⟨
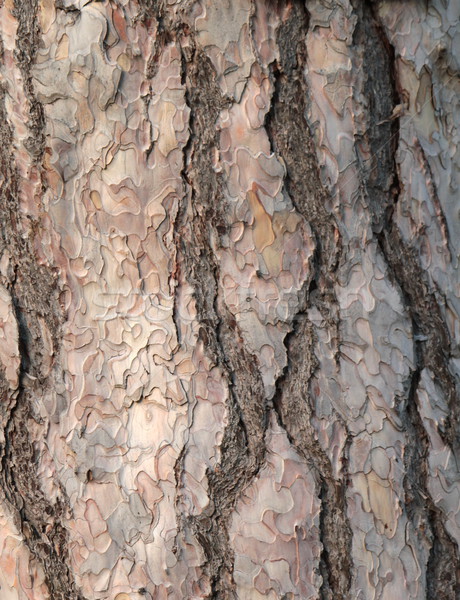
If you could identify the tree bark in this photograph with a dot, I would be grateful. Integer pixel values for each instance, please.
(229, 299)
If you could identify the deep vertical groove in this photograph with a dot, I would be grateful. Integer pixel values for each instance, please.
(290, 137)
(430, 332)
(34, 293)
(243, 446)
⟩
WHAT THE TASK REQUIRES:
For each entry above, write it out again exactly but leave out any picture.

TASK OUTPUT:
If you could identify the tree bark in this photograph with a dot, I would be grateful. Integer pixel values for each instance, please.
(229, 299)
If you could identify the deep vertical groove in this photograph with a dot, I would be grateful. Integer pixel values for each instance, please.
(290, 137)
(430, 332)
(34, 293)
(243, 446)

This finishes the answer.